■ WHAT IS REQUIRED ■
Present the lines below as a numbered list, omitting any blank lines.
— Start of INPUT MATERIAL —
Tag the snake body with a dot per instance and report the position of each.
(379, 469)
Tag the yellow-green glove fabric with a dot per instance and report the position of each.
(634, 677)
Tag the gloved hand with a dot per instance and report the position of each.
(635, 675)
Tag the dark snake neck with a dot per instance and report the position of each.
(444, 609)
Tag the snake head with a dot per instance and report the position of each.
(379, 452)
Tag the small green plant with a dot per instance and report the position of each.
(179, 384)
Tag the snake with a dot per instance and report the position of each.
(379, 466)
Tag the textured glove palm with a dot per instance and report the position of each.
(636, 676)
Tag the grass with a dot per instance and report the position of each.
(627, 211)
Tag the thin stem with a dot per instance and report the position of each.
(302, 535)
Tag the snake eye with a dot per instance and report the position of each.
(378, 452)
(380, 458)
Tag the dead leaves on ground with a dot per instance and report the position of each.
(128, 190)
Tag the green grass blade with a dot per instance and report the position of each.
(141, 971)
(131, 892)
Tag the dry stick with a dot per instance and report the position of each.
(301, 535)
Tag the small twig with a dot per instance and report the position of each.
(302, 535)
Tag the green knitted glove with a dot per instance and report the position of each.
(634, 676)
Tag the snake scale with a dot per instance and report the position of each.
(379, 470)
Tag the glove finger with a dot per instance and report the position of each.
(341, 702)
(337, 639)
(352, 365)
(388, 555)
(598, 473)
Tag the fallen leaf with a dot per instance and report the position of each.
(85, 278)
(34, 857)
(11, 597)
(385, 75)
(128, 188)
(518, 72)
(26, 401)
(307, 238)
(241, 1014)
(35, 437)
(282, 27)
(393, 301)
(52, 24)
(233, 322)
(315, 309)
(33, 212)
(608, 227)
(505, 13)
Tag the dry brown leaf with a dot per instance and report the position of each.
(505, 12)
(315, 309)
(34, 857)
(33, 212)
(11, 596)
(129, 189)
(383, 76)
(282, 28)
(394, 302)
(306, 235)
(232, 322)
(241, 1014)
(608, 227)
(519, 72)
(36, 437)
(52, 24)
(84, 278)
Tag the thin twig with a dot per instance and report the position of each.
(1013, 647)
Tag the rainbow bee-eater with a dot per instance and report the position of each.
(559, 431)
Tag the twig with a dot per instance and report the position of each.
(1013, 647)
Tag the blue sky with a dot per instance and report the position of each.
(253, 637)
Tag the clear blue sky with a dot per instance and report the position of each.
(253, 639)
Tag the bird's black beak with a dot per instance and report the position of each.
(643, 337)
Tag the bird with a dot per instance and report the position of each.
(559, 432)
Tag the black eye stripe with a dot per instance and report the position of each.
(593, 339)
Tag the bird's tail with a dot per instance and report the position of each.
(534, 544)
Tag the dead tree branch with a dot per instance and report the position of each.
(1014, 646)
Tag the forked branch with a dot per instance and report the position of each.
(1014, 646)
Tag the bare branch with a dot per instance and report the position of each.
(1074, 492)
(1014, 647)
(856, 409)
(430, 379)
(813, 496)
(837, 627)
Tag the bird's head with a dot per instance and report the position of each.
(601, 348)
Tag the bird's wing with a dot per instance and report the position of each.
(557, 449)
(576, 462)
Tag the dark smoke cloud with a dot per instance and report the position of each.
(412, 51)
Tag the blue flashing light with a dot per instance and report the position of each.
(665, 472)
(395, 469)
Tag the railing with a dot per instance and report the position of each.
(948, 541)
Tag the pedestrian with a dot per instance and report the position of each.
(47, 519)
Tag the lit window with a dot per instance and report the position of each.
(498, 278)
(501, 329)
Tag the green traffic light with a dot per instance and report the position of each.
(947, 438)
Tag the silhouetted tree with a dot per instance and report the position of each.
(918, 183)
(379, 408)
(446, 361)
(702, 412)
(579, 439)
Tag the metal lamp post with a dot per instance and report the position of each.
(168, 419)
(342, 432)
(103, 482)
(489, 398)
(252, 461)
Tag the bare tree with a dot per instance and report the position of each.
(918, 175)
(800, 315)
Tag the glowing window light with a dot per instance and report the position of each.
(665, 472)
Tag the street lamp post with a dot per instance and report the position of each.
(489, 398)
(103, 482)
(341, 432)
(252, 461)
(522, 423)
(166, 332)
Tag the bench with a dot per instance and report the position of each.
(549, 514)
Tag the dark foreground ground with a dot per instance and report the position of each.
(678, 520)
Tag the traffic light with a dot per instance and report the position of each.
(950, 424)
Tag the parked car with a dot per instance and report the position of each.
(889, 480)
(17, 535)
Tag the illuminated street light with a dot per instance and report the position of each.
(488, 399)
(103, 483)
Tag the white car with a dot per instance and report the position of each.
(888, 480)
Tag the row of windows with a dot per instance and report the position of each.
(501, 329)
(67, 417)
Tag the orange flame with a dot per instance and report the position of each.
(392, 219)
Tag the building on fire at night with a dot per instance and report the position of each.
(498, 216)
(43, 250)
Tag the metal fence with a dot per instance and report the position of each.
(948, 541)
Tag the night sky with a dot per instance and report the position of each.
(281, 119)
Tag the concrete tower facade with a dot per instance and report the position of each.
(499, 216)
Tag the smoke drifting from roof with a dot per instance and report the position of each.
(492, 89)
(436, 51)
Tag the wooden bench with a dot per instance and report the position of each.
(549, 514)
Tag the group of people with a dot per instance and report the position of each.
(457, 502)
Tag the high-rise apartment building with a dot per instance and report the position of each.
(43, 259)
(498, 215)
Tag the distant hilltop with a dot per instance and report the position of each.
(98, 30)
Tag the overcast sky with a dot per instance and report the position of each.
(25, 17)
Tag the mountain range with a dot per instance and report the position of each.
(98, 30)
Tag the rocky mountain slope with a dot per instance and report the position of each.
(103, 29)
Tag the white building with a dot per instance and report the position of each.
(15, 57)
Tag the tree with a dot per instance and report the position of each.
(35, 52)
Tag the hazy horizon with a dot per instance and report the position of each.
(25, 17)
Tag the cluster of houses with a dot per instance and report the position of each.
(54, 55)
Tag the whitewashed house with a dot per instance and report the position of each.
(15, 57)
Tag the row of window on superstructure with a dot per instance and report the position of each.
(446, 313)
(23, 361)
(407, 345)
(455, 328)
— End of INPUT MATERIAL —
■ PROBLEM SOLUTION ■
1. Tag the snake body with a dot per instance and report the position of each.
2. (379, 469)
3. Tag the yellow-green glove fabric with a dot per instance and report the position of each.
4. (634, 677)
5. Tag the gloved hand with a dot per instance and report the position of each.
6. (635, 675)
7. Tag the dark snake neck with a dot per instance and report the position of each.
8. (444, 609)
9. Tag the snake head with a dot per instance and report the position of each.
10. (379, 452)
11. Tag the small green plant with a dot per instance and report the position of each.
12. (179, 384)
13. Tag the snake with a dot per instance and report the position of each.
14. (379, 466)
15. Tag the textured glove palm with a dot per instance and report the position of each.
16. (636, 676)
17. Tag the grass with a dot per instance and report the position of each.
18. (627, 211)
19. Tag the thin stem with a dot per instance and report the position of each.
20. (302, 535)
21. Tag the snake eye with a dot per instance and report the position of each.
22. (378, 452)
23. (380, 458)
24. Tag the dead leaves on ground with a dot per instance and report the position of each.
25. (128, 190)
26. Tag the green grass blade with a dot per instance and report the position of each.
27. (141, 971)
28. (131, 892)
29. Tag the dry stick with a dot per instance and report the position of each.
30. (301, 535)
31. Tag the small twig with a dot per instance and report the position of each.
32. (302, 535)
33. Tag the green knitted glove with a dot per instance and report the position of each.
34. (634, 676)
35. Tag the snake scale with a dot per instance and report the position of each.
36. (379, 470)
37. Tag the glove finger with a dot per instance and report the position of each.
38. (341, 702)
39. (337, 639)
40. (352, 365)
41. (388, 555)
42. (598, 473)
43. Tag the fallen leaf with a dot per instance and report the position of each.
44. (85, 278)
45. (34, 857)
46. (11, 597)
47. (385, 75)
48. (128, 188)
49. (518, 72)
50. (26, 401)
51. (307, 238)
52. (241, 1014)
53. (35, 437)
54. (282, 27)
55. (393, 301)
56. (52, 24)
57. (233, 322)
58. (315, 309)
59. (33, 212)
60. (608, 227)
61. (505, 13)
62. Tag the dry brown leaf with a dot per instance and report the position of each.
63. (505, 12)
64. (315, 309)
65. (34, 857)
66. (33, 212)
67. (11, 596)
68. (129, 189)
69. (383, 76)
70. (282, 28)
71. (394, 302)
72. (306, 235)
73. (232, 322)
74. (241, 1014)
75. (608, 227)
76. (519, 72)
77. (36, 437)
78. (52, 24)
79. (84, 278)
80. Tag the thin twig with a dot per instance and report the position of each.
81. (1013, 647)
82. Tag the rainbow bee-eater with a dot per instance and report the position of each.
83. (559, 431)
84. Tag the twig with a dot per instance and report the position of each.
85. (1013, 647)
86. Tag the blue sky with a dot per instance and report the position of each.
87. (253, 637)
88. Tag the clear blue sky with a dot per instance and report the position of each.
89. (253, 639)
90. Tag the bird's black beak with a dot per instance and report the position of each.
91. (643, 337)
92. Tag the bird with a dot per instance and report the position of each.
93. (559, 432)
94. Tag the black eye stripe with a dot per instance and report the position of each.
95. (593, 339)
96. Tag the bird's tail with a dot per instance and report the position of each.
97. (534, 544)
98. Tag the dead tree branch with a dot per instance and report the position of each.
99. (1014, 646)
100. Tag the forked branch with a dot per instance and report the position of each.
101. (1014, 646)
102. Tag the bare branch with a dot per instance and report the position of each.
103. (1074, 492)
104. (1014, 647)
105. (856, 409)
106. (430, 379)
107. (813, 496)
108. (837, 627)
109. Tag the bird's head with a dot per instance and report the position of each.
110. (601, 348)
111. Tag the bird's wing with a dot per instance and report the position of each.
112. (557, 449)
113. (576, 462)
114. Tag the dark smoke cloud with a dot per instance and report the position of each.
115. (412, 51)
116. Tag the blue flashing light with a dot per instance and report the position of each.
117. (665, 472)
118. (395, 469)
119. Tag the railing with a dot per instance and report the position of each.
120. (948, 541)
121. Tag the pedestrian with a dot per instance and report the position of each.
122. (47, 519)
123. Tag the lit window with a dot per instance and report the position of each.
124. (498, 278)
125. (501, 329)
126. Tag the green traffic light with a dot per instance and report the position of each.
127. (947, 438)
128. Tag the silhouetted tree with a dot per instance and report the position of each.
129. (918, 183)
130. (379, 408)
131. (446, 361)
132. (702, 412)
133. (579, 439)
134. Tag the metal lamp post with a dot per instance and report the position of each.
135. (168, 419)
136. (342, 432)
137. (103, 482)
138. (489, 398)
139. (252, 461)
140. Tag the bare tree with a dot per instance and report the position of each.
141. (918, 175)
142. (800, 315)
143. Tag the glowing window light with a dot per instance and report the position of each.
144. (665, 472)
145. Tag the street lamp post with a dot per instance and report the position of each.
146. (489, 398)
147. (103, 482)
148. (341, 432)
149. (252, 461)
150. (522, 423)
151. (166, 332)
152. Tag the bench with a dot per instance and report the position of each.
153. (549, 514)
154. Tag the dark foreground ground with a dot per instance and report the position of each.
155. (678, 520)
156. Tag the traffic light with a dot per instance and report the position of each.
157. (950, 424)
158. Tag the parked car with a dot per instance and report the position of each.
159. (889, 480)
160. (17, 535)
161. Tag the illuminated street light with a dot per instance and report the position of each.
162. (488, 399)
163. (103, 483)
164. Tag the white car with a dot per instance and report the position of each.
165. (888, 480)
166. Tag the row of windows with a dot per instance and report the position of each.
167. (501, 329)
168. (67, 417)
169. Tag the orange flame with a dot per instance and report the position of each.
170. (392, 219)
171. Tag the building on fire at night with a dot per instance and report the position of each.
172. (498, 216)
173. (43, 250)
174. Tag the metal fence with a dot per instance and report the position of each.
175. (948, 541)
176. Tag the night sky with a dot per instance and report the position of each.
177. (281, 119)
178. Tag the concrete tower facade with a dot per instance and report the position of each.
179. (499, 216)
180. Tag the smoke drifting from roof with a dot per instance and report the position of each.
181. (492, 89)
182. (436, 51)
183. Tag the wooden bench with a dot per instance and report the position of each.
184. (549, 514)
185. Tag the group of people with a dot per instance and report the position of each.
186. (457, 502)
187. Tag the high-rise apartment building with a dot per instance and report the position of each.
188. (43, 259)
189. (498, 215)
190. Tag the distant hilltop with a dot per instance and report the position of each.
191. (98, 30)
192. Tag the overcast sky with a dot per instance and report the position of each.
193. (25, 17)
194. Tag the mountain range with a dot per instance and report the position of each.
195. (98, 30)
196. Tag the rocky mountain slope with a dot per instance and report the position of each.
197. (103, 29)
198. Tag the white building with a dot per instance and report the position of each.
199. (15, 57)
200. Tag the tree with a dot per instance and report the position of each.
201. (35, 52)
202. Tag the hazy horizon with a dot per instance and report the position of each.
203. (25, 17)
204. Tag the cluster of houses with a dot per instance and report the position of each.
205. (54, 55)
206. Tag the whitewashed house with a dot per instance and report the position of each.
207. (15, 57)
208. Tag the row of window on superstructure with a dot per instance and report the position of each.
209. (446, 313)
210. (23, 361)
211. (407, 345)
212. (455, 328)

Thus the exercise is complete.